**Daftar Tugas**
(a) Berdasarkan teks tentang tradisi kupatan, berapa lama ibu-ibu di desa menyalakan api di atas tungku untuk memasak ketupat dan lepet?
(b) Cetak ulang tanpa perubahan baris-baris data yang dimulai dari baris yang memuat "Batch job #47 — class: second" sampai dan termasuk baris yang memuat "386;151;415;236".

**Teks yang Ditampilkan**
################

PWMU.CO-Riyoyo kupat dirayakan sepekan setelah Hari Raya Idul Fitri 1 Syawal. Masyarakat Jawa merayakannya dengan ketupat dan lepet. Meski budaya ini makin meluntur tapi di desa-desa ibu-ibu masih menyalakan api di atas tungku masak ketupat lepet selama delapan jam.
Tradisi kupatan sudah ada di nusantara sejak masa Hindu Budha. Tradisi ini diangkat dari tradisi pemujaan Dewi Sri. Ia dinisbahkan sebagai dewi pertanian, kesuburan, pelindung kelahiran dan kehidupan, kekayaan dan kemakmuran.
Dewi Sri merupakan dewi tertinggi dan terpenting bagi masyarakat agraris. Seiring perkembangan rasionalitas masyarakat terjadi demitologi Dewi Sri. Tak lagi dipuja sebagai dewa padi atau kesuburan tapi hanya dijadikan lambang yang direpresentasikan dalam bentuk ketupat yang bermakna ucapan syukur kepada Tuhan.
Walisongo yang tetap menghargai nilai tradisi menjadikannya sebagai media dakwah untuk mengenalkan Islam. Misalnya Sunan Kalijaga memakai kenduri slametan tidak dihilangkan tapi diakulturasikan dengan nilai keislaman. Diperkenalkanlah dua istilah Bada Lebaran dan Bada Kupat.

################

**Sebuah blok data**
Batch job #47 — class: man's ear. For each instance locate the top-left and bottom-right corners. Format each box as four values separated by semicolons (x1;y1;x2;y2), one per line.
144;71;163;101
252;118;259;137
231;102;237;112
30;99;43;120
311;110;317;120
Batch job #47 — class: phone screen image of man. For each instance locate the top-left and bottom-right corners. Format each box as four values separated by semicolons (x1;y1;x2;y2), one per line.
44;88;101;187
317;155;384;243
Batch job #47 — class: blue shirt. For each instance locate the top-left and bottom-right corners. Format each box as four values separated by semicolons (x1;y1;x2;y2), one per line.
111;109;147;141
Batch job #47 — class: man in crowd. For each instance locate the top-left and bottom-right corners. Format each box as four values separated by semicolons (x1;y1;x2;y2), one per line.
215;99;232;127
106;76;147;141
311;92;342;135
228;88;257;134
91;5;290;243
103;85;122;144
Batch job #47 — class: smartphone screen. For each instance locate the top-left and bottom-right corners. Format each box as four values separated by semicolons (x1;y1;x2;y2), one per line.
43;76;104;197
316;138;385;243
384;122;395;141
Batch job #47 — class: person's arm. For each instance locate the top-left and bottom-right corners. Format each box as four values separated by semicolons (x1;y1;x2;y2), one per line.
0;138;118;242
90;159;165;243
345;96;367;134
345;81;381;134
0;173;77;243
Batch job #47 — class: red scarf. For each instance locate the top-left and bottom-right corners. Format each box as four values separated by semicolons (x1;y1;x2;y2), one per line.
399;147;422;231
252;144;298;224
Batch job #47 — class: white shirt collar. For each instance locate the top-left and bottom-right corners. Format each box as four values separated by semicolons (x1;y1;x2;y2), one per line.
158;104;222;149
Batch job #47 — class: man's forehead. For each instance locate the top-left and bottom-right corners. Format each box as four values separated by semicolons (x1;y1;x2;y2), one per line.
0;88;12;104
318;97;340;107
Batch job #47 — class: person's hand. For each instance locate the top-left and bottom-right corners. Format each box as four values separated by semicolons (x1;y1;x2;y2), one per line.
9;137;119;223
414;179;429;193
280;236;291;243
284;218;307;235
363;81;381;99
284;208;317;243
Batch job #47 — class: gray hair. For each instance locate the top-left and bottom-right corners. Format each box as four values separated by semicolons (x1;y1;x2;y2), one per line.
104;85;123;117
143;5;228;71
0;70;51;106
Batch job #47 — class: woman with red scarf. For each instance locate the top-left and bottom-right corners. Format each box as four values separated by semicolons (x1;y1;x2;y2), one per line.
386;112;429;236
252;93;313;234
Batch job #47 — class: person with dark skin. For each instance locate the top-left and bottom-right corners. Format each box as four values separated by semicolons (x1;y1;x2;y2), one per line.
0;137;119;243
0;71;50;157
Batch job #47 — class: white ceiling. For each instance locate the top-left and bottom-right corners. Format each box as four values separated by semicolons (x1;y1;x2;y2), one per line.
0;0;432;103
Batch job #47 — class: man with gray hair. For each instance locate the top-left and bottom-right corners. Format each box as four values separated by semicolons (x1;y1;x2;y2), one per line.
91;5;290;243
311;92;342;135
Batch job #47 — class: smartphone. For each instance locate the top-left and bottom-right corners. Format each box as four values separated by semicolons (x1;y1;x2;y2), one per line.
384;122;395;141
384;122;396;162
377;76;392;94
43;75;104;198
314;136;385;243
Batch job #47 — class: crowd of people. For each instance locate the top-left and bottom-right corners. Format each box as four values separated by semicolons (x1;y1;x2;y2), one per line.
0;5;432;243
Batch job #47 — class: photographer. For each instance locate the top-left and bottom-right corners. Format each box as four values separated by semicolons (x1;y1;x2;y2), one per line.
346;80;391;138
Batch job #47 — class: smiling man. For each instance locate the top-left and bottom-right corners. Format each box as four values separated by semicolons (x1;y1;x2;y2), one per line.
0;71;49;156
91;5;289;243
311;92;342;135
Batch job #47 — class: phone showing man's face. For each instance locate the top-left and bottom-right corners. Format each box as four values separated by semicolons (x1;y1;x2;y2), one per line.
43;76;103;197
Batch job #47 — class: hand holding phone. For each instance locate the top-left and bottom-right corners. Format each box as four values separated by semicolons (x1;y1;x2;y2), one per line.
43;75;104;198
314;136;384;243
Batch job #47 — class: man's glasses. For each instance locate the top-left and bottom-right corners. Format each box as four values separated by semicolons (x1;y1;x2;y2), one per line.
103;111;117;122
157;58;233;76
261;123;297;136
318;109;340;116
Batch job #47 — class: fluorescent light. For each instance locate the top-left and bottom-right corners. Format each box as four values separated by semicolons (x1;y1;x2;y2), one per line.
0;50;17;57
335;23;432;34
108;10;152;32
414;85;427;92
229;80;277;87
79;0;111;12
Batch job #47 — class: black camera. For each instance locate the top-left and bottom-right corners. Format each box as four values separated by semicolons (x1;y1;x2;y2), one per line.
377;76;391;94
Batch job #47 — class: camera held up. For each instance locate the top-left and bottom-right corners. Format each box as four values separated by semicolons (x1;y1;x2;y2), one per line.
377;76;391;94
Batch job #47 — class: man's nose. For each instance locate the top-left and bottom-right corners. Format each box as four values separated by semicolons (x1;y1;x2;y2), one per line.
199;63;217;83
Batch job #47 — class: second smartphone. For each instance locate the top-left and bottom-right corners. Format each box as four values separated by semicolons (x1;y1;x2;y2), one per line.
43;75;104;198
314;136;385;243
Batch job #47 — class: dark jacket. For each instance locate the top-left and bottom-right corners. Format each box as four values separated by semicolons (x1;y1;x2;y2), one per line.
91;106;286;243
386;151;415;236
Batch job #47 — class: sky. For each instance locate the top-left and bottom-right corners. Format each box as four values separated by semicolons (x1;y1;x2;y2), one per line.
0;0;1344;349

################

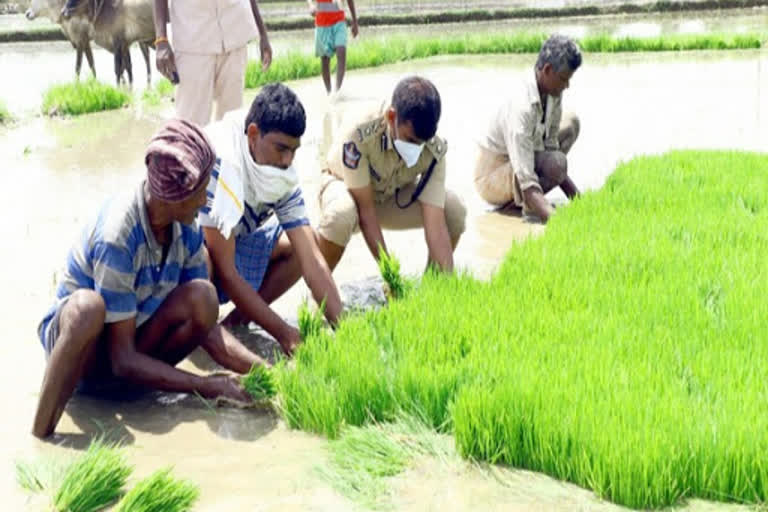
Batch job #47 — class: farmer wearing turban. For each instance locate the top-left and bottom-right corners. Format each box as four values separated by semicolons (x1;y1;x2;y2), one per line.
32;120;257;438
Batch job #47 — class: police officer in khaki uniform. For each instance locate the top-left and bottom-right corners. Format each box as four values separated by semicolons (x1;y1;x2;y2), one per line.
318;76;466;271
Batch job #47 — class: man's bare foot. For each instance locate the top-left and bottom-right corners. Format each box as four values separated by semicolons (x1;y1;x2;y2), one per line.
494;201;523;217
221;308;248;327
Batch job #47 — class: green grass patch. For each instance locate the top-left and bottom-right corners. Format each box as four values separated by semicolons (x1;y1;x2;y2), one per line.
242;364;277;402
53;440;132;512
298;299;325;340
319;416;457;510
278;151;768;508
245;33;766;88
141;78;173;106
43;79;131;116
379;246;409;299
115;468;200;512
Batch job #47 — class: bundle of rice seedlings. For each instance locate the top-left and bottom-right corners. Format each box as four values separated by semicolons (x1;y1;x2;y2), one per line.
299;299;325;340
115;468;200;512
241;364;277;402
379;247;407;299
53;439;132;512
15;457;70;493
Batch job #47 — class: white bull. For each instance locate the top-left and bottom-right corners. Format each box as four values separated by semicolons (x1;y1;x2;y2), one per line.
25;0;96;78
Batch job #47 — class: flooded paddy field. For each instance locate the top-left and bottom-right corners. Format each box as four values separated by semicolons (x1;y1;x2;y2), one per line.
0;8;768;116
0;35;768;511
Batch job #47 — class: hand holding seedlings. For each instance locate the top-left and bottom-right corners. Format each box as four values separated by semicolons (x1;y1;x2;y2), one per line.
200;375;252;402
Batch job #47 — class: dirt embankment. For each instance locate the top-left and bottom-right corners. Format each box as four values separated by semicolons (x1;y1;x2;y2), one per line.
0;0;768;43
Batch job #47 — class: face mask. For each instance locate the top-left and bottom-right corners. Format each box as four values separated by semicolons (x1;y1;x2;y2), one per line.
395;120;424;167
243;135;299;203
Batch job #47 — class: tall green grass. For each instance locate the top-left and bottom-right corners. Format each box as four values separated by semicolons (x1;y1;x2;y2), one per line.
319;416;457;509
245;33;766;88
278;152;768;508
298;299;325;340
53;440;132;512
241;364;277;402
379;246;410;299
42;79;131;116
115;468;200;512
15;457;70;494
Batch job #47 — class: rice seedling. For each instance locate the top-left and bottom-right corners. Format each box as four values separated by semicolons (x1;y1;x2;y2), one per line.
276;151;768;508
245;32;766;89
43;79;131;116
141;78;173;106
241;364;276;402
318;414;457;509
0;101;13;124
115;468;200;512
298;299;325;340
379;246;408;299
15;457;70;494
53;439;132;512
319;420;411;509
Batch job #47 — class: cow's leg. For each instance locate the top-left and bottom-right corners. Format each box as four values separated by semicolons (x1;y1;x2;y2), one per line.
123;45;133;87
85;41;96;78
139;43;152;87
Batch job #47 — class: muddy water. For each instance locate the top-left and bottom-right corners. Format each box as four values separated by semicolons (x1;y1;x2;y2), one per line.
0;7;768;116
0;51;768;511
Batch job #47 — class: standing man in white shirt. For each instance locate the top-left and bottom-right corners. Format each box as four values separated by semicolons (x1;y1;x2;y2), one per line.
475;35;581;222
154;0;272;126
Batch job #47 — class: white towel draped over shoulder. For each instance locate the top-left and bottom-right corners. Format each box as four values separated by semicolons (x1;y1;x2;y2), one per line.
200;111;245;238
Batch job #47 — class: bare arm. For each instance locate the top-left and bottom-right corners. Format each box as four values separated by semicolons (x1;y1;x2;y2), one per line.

################

**Jawaban yang Diharapkan**
(a) Selama delapan jam.

(b)
Batch job #47 — class: second smartphone. For each instance locate the top-left and bottom-right corners. Format each box as four values separated by semicolons (x1;y1;x2;y2), one per line.
43;75;104;198
314;136;385;243
Batch job #47 — class: dark jacket. For each instance locate the top-left and bottom-right corners. Format each box as four values separated by semicolons (x1;y1;x2;y2), one per line.
91;106;286;243
386;151;415;236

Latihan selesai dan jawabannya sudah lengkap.